> [Consigne écrite A]:
Affichez sans modification le passage du texte sur l'extrême-gauche montréalaise qui s'ouvre sur les mots contenant « Question de rendre » et se referme sur « deux dernières années. ».

> [Texte fourni]:

Il nous est apparu expressément nécessaire, suite aux désastreux événements du 15 mars 2014, Journée internationale contre la brutalité policière, de communiquer aux militantes et militants révolutionnaires de la région de Montréal un appel d’urgence, un wake-up call, afin d’initier une sérieuse réflexion de fond collective sur les méthodes et les stratégies utilisées en ce moment. Nous croyons que le moment est non seulement propice pour cela, mais aussi nécessaire. Les défis et les difficultés récemment vécus ainsi que la répression subie, bref, la conjoncture actuelle, forcent, d’après nous, une profonde remise en question des pratiques et conceptions de la plupart des militant-e-s. Bien que le collectif de L’Agitateur est un collectif communiste et que nos analyses reposent sur la théorie communiste, cet appel n’est pas à proprement dit un appel au communisme. Il s’agit plutôt d’une alarme visant à amener les révolutionnaires d’avant-garde à se sortir du marasme et du défaitisme qui sont rampants en ce moment.
Question de rendre les choses claires, nous allons parler de l’extrême-gauche (EG) comme étant le mouvement général des forces dites anticapitalistes de Montréal. De plus, nous tenons à ne pas amalgamer les différents courants, tendances et groupes, car ceux-ci possèdent souvent des stratégies incompatibles ou même contradictoires. Par contre, il existe entre ces forces un certain degré d’affinité politique qui s’est exprimé d’une manière dominante durant les deux dernières années.
Nous commencerons par introduire sommairement et grossièrement le sujet que nous voulons soumettre à débat en soulevant certaines des problématiques que l’on retrouve au sein de l’EG montréalaise. Ces problématiques ont pu être clairement observées durant et depuis le mouvement de grève de 2012 et sont le fond de nombreuses discussions plus ou moins formelles dans le mouvement. En premier lieu, la plus évidente contradiction en 2012 au sein de l’EG était la mise de l’avant de la stratégie syndicale-révolutionnaire, chère aux anarchistes se revendiquant plus ou moins consciemment de Bakounine, par des groupes ou fractions qui ne pouvaient aller en ce sens, puisque la majorité des gens étaient mobilisés par un groupe, la CLASSE, qui avait les deux pieds bien encrés dans la légalité, lequel a porté le mouvement vers sa conclusion logique, un cirque électoral. La deuxième contradiction qui saute aux yeux était de mettre de l’avant une pareille stratégie (arriver à l’insurrection, à la révolte populaire, par la ou les grèves), puisque même si ce fût un groupe clandestin ou semi-clandestin qui aurait organisé les forces, le contexte social général ne s’y prêtait et ne s’y prête toujours pas; il n’y a qu’à se rappeller les multiples tentatives de « radicalisation » avec les mots d’ordre de « grève sociale », de casseroles, d’amener des travailleurs-euses en grève dans le conflit et qui se sont toutes soldées en échec. En bref, depuis le mouvement de masse de la grève étudiante de 2012, moment tant attendu par des fractions assumées qui ont démontré leur style de radicalisme durant le mouvement et qui ont tenté de porter la « radicalité plus loin » ou de « maintenir la lutte », l’EG se retrouve devant une amère constatation : elle est devant un échec et une impasse, elle n’a pas progressée malgré des conditions favorables.

> [Données d'entrée]:
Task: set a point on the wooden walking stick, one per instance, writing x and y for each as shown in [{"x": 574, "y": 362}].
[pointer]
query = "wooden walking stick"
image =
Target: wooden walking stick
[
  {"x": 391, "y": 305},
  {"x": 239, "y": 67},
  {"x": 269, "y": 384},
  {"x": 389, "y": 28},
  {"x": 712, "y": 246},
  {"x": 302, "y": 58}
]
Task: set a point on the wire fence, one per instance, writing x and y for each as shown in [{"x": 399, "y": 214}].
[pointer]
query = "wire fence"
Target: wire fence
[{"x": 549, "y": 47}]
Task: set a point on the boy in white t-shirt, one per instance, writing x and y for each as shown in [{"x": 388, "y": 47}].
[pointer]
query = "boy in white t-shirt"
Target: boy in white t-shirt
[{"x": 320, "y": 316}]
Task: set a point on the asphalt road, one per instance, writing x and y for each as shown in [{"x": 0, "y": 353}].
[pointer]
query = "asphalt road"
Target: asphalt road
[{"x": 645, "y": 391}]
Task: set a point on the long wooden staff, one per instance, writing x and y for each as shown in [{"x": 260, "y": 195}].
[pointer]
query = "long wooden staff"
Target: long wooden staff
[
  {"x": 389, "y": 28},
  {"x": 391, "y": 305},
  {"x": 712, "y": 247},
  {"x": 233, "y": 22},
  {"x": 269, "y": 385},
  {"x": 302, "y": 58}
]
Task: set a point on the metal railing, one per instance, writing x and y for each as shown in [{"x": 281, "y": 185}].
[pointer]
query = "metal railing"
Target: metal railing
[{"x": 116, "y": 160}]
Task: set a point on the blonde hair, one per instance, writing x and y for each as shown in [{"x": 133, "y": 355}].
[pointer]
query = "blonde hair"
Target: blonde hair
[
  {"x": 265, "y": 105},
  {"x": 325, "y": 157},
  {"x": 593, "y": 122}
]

> [Consigne écrite B]:
Repérez chaque ligne des entrées ci-dessus qui contient la chaîne « railing », puis recopiez-la.

> [Solution A]:
Question de rendre les choses claires, nous allons parler de l’extrême-gauche (EG) comme étant le mouvement général des forces dites anticapitalistes de Montréal. De plus, nous tenons à ne pas amalgamer les différents courants, tendances et groupes, car ceux-ci possèdent souvent des stratégies incompatibles ou même contradictoires. Par contre, il existe entre ces forces un certain degré d’affinité politique qui s’est exprimé d’une manière dominante durant les deux dernières années.

> [Solution B]:
Task: set a point on the metal railing, one per instance, writing x and y for each as shown in [{"x": 281, "y": 185}].
query = "metal railing"
Target: metal railing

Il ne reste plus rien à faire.